“No pensar en formas, sino en un espacio libre y limpio donde la palabra se presente sin sufrir una alteración por la memoria literaria. Ser un testigo cuando la palabra aparece, salta y se va. Y de nuevo nace la espera, con la sospecha de que allá donde regresa y habita la palabra, la oscuridad, de ahí vienen sonidos nuevos, que son los que siempre se esperan; no lo bello ni lo poético, sino un nuevo decir de la palabra.”
El lenguaje invisible
“No pensar en formas, sino en un espacio libre y limpio donde la palabra se presente sin sufrir una alteración por la memoria literaria. Ser un testigo cuando la palabra aparece, salta y se va. Y de nuevo nace la espera, con la sospecha de que allá donde regresa y habita la palabra, la oscuridad, de ahí vienen sonidos nuevos, que son los que siempre se esperan; no lo bello ni lo poético, sino un nuevo decir de la palabra.”
Texto de Roberto Bernal 20/01/20
Para el maestro José Luis Bobadilla (1974-2019)
Me cuesta mucho trabajo reflexionar sobre la escritura, sobre la creación misma, porque sospecho que la naturaleza del lenguaje siempre está cambiando, y no sólo eso, sus formas y ritmos son impredecibles. Nunca he entendido a quienes han logrado un estilo —que es muy diferente al tono—. Quiero decir que no logro entender cómo se puede escribir igual que ayer, igual, incluso, que hace un par de horas, ya que el lenguaje nunca es el mismo. Intuyo, en cambio, que las palabras atraviesan el mundo, lo perforan, y muestran otro, uno invisible, poblado de luces y sombras, donde no existe el tiempo. El cuerpo y la mente también son penetrados por ese mundo, y logran, digamos, una comunión con las palabras, que actúan como seres vivos que saltan y desaparecen rápidamente sobre la hoja. Pero pasan por el cuerpo y culminan en la mano, en la escritura. El cuerpo es testigo de esta aparición —rápida y fugaz— de la palabra, que siempre se mueve en el más violento desorden. Entonces, “eso” que ocurre no tiene nombre ni formas ni ritmos reconocibles, porque su naturaleza es indescifrable. A la palabra no la podemos poseer nunca, tampoco podemos manipularla; lo que sí podemos es aproximarnos a ella y lograr un tanteo del mundo. Cuando logramos eso, logramos, al mismo tiempo, penetrar cierto misterio que rodea a las cosas y a los seres que nos parecen hermosos, justamente por eso, porque nos causan extrañamiento. Basta mirar un árbol para saber a qué me refiero: no sabemos nada de su fuerza, de dónde proviene, pero intuimos su vigor y nos emociona, así como su fruta, y eso, de algún modo, se traduce en lenguaje.

▬▬▬▬▬▬

__Tareas por realizar__
(1) Responde estas preguntas sobre el texto del lenguaje invisible:
(a) ¿A quién está dedicado?
(b) ¿A quiénes dice quien escribe no haber entendido nunca?
(c) ¿Qué basta mirar para saber a qué se refiere quien escribe?
(2) Presenta como lista numerada todo lo que va desde el inicio de los registros hasta la línea que contiene "xmin=273 ymin=67 xmax=364 ymax=145", con ambos extremos incluidos y sin las líneas en blanco.
El texto y los registros no guardan relación entre sí.

__Material__
▬▬▬▬▬▬

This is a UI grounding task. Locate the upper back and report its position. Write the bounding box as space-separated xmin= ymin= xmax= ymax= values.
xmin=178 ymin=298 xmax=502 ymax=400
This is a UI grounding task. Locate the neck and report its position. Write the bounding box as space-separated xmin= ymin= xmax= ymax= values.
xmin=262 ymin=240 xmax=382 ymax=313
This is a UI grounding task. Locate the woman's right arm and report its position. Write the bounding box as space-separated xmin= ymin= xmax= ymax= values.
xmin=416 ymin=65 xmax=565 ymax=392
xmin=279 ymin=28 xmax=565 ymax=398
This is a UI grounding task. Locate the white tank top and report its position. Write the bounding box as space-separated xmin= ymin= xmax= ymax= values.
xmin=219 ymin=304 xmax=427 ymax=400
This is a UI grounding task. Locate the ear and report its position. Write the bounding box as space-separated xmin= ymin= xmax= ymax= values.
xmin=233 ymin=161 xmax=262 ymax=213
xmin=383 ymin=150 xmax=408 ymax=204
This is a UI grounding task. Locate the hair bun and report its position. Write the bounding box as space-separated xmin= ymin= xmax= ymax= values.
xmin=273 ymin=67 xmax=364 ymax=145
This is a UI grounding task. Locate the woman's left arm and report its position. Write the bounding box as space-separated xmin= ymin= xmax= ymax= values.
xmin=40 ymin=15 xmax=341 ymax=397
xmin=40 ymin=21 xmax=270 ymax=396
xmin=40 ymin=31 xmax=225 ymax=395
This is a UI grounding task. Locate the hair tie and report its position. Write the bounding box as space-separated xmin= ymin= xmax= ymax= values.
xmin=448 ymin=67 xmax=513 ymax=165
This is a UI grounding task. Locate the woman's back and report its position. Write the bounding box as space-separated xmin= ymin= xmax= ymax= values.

▬▬▬▬▬▬

__Respuestas__
(1)
(a) Al maestro José Luis Bobadilla (1974-2019).
(b) A quienes han logrado un estilo.
(c) Un árbol.

(2)
1. This is a UI grounding task. Locate the upper back and report its position. Write the bounding box as space-separated xmin= ymin= xmax= ymax= values.
2. xmin=178 ymin=298 xmax=502 ymax=400
3. This is a UI grounding task. Locate the neck and report its position. Write the bounding box as space-separated xmin= ymin= xmax= ymax= values.
4. xmin=262 ymin=240 xmax=382 ymax=313
5. This is a UI grounding task. Locate the woman's right arm and report its position. Write the bounding box as space-separated xmin= ymin= xmax= ymax= values.
6. xmin=416 ymin=65 xmax=565 ymax=392
7. xmin=279 ymin=28 xmax=565 ymax=398
8. This is a UI grounding task. Locate the white tank top and report its position. Write the bounding box as space-separated xmin= ymin= xmax= ymax= values.
9. xmin=219 ymin=304 xmax=427 ymax=400
10. This is a UI grounding task. Locate the ear and report its position. Write the bounding box as space-separated xmin= ymin= xmax= ymax= values.
11. xmin=233 ymin=161 xmax=262 ymax=213
12. xmin=383 ymin=150 xmax=408 ymax=204
13. This is a UI grounding task. Locate the hair bun and report its position. Write the bounding box as space-separated xmin= ymin= xmax= ymax= values.
14. xmin=273 ymin=67 xmax=364 ymax=145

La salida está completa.